Set task
Copy the entries from their start through the line that contains "left=455, top=0, right=632, bottom=78", and add -51 to every bounding box coordinate in the answers. Leave out the pictures.

>> start Raw records

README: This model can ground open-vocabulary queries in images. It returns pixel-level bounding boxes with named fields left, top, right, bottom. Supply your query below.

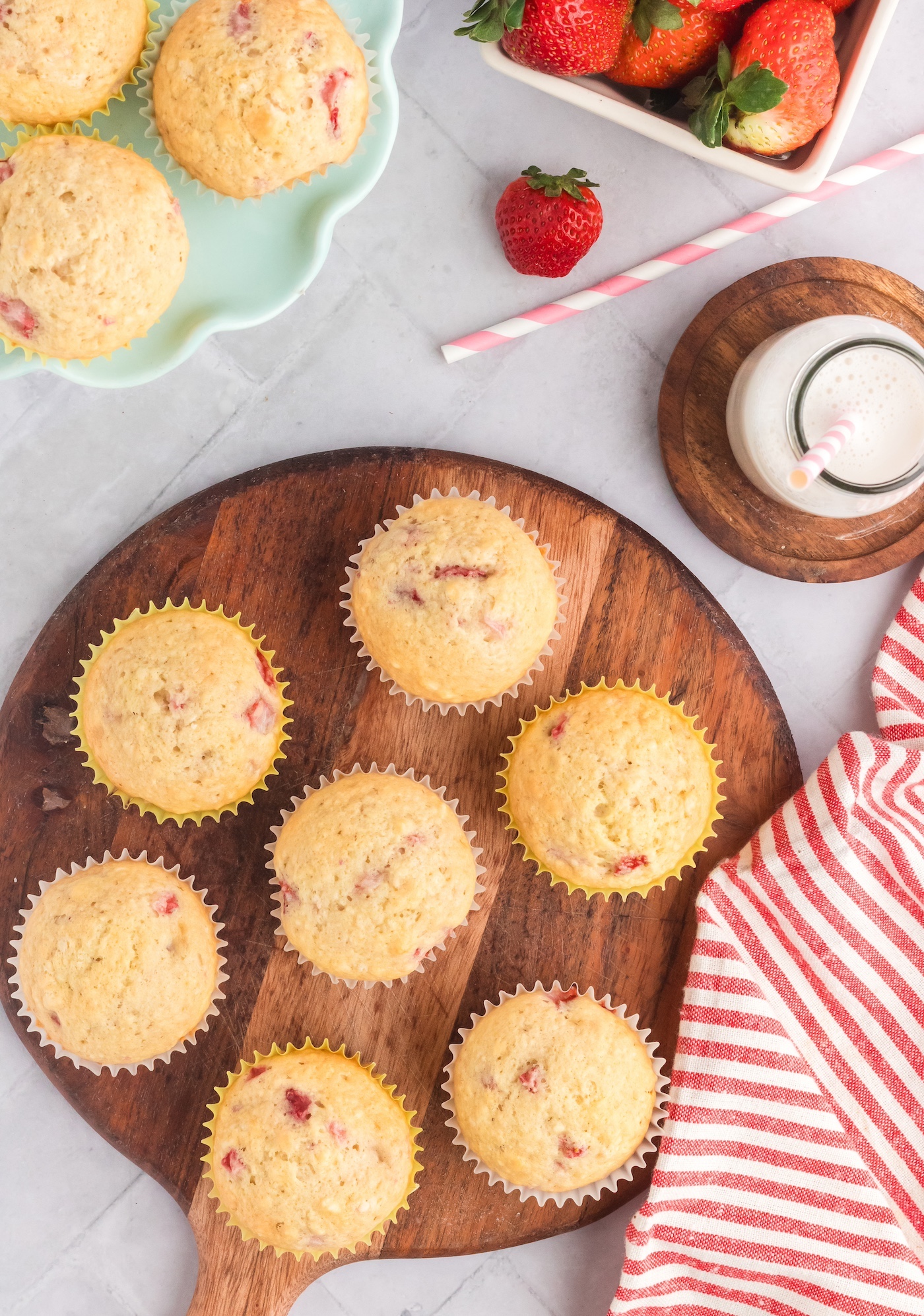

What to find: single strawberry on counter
left=607, top=0, right=744, bottom=87
left=684, top=0, right=841, bottom=155
left=494, top=164, right=603, bottom=279
left=455, top=0, right=632, bottom=78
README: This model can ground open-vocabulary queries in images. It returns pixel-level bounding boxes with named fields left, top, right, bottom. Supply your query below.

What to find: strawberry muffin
left=0, top=134, right=189, bottom=361
left=18, top=858, right=220, bottom=1067
left=503, top=684, right=720, bottom=891
left=0, top=0, right=147, bottom=124
left=154, top=0, right=368, bottom=197
left=351, top=497, right=558, bottom=704
left=207, top=1044, right=420, bottom=1254
left=453, top=987, right=657, bottom=1192
left=77, top=608, right=284, bottom=819
left=273, top=772, right=477, bottom=983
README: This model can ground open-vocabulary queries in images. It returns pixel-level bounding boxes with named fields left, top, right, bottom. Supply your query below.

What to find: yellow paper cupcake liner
left=71, top=599, right=292, bottom=827
left=442, top=978, right=670, bottom=1206
left=201, top=1037, right=424, bottom=1261
left=498, top=677, right=725, bottom=900
left=0, top=121, right=183, bottom=370
left=0, top=0, right=160, bottom=133
left=7, top=849, right=228, bottom=1078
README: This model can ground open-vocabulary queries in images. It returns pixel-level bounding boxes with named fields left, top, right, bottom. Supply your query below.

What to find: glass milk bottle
left=725, top=316, right=924, bottom=517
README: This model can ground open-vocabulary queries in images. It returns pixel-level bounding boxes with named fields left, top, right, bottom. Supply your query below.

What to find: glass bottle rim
left=786, top=338, right=924, bottom=493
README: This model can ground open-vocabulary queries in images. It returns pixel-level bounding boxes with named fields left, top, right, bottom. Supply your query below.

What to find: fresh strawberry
left=691, top=0, right=758, bottom=13
left=455, top=0, right=633, bottom=78
left=494, top=164, right=603, bottom=279
left=607, top=0, right=742, bottom=87
left=690, top=0, right=853, bottom=15
left=684, top=0, right=841, bottom=155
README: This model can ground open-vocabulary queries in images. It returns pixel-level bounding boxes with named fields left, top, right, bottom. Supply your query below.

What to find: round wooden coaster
left=658, top=257, right=924, bottom=582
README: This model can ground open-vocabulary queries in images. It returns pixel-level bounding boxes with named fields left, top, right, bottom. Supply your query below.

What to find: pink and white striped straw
left=441, top=133, right=924, bottom=365
left=786, top=416, right=859, bottom=492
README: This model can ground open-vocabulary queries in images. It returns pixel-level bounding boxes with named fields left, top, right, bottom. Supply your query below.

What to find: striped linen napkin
left=610, top=573, right=924, bottom=1316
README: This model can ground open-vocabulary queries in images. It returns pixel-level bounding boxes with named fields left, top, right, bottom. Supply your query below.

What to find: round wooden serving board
left=658, top=257, right=924, bottom=582
left=0, top=449, right=801, bottom=1316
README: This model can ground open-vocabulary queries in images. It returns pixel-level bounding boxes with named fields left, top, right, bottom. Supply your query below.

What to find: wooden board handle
left=188, top=1179, right=342, bottom=1316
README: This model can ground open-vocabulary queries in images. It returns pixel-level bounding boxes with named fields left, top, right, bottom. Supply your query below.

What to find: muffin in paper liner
left=340, top=486, right=568, bottom=717
left=496, top=677, right=725, bottom=900
left=266, top=763, right=487, bottom=988
left=0, top=125, right=188, bottom=370
left=71, top=599, right=292, bottom=827
left=138, top=0, right=381, bottom=208
left=0, top=0, right=160, bottom=133
left=201, top=1037, right=424, bottom=1261
left=442, top=979, right=670, bottom=1206
left=7, top=849, right=228, bottom=1077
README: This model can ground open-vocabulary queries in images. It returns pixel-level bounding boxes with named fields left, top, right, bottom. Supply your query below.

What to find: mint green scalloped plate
left=0, top=0, right=401, bottom=389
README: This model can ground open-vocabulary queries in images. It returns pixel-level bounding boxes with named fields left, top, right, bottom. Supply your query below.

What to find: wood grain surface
left=0, top=449, right=801, bottom=1316
left=658, top=257, right=924, bottom=582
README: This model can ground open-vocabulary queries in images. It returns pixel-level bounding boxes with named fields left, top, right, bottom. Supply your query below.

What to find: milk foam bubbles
left=802, top=345, right=924, bottom=484
left=725, top=316, right=924, bottom=517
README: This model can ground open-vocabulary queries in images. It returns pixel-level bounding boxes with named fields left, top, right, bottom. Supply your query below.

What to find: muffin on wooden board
left=75, top=603, right=288, bottom=821
left=271, top=771, right=478, bottom=983
left=205, top=1041, right=420, bottom=1257
left=152, top=0, right=368, bottom=197
left=500, top=681, right=721, bottom=894
left=0, top=0, right=147, bottom=125
left=0, top=134, right=189, bottom=361
left=351, top=497, right=558, bottom=705
left=453, top=986, right=657, bottom=1192
left=17, top=856, right=220, bottom=1066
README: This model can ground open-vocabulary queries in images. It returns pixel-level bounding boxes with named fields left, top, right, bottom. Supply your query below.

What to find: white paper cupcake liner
left=442, top=979, right=670, bottom=1206
left=266, top=763, right=487, bottom=987
left=340, top=484, right=568, bottom=717
left=7, top=850, right=228, bottom=1077
left=135, top=0, right=381, bottom=206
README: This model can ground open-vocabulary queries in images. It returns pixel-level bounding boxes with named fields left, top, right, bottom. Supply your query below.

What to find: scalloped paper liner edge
left=441, top=978, right=670, bottom=1206
left=138, top=0, right=381, bottom=209
left=201, top=1037, right=424, bottom=1261
left=7, top=849, right=228, bottom=1078
left=495, top=676, right=725, bottom=900
left=263, top=762, right=487, bottom=988
left=0, top=0, right=160, bottom=133
left=340, top=484, right=569, bottom=717
left=69, top=599, right=292, bottom=828
left=0, top=125, right=188, bottom=370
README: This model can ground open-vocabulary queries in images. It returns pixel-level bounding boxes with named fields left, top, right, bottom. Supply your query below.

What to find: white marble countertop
left=0, top=0, right=924, bottom=1316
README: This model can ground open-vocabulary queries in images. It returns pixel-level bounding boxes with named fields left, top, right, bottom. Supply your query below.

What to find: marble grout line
left=9, top=1170, right=143, bottom=1316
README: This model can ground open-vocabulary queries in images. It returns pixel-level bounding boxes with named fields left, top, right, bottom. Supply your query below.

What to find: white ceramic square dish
left=482, top=0, right=899, bottom=192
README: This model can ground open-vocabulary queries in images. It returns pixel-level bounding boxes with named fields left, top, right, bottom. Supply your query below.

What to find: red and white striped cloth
left=610, top=578, right=924, bottom=1316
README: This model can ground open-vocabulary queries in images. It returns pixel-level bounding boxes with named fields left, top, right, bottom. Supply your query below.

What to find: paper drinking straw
left=786, top=416, right=859, bottom=491
left=441, top=133, right=924, bottom=365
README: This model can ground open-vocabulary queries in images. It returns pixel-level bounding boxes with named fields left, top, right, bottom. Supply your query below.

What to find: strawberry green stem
left=454, top=0, right=525, bottom=41
left=521, top=164, right=600, bottom=201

>> end Raw records

Task answer
README: This model can ground open-vocabulary queries in images. It returns pixel-level bounding boxes with named fields left, top, right, bottom. Supply your query below.


What to find: single strawberry on counter
left=556, top=-51, right=693, bottom=36
left=633, top=-51, right=790, bottom=104
left=443, top=113, right=552, bottom=228
left=404, top=-51, right=581, bottom=27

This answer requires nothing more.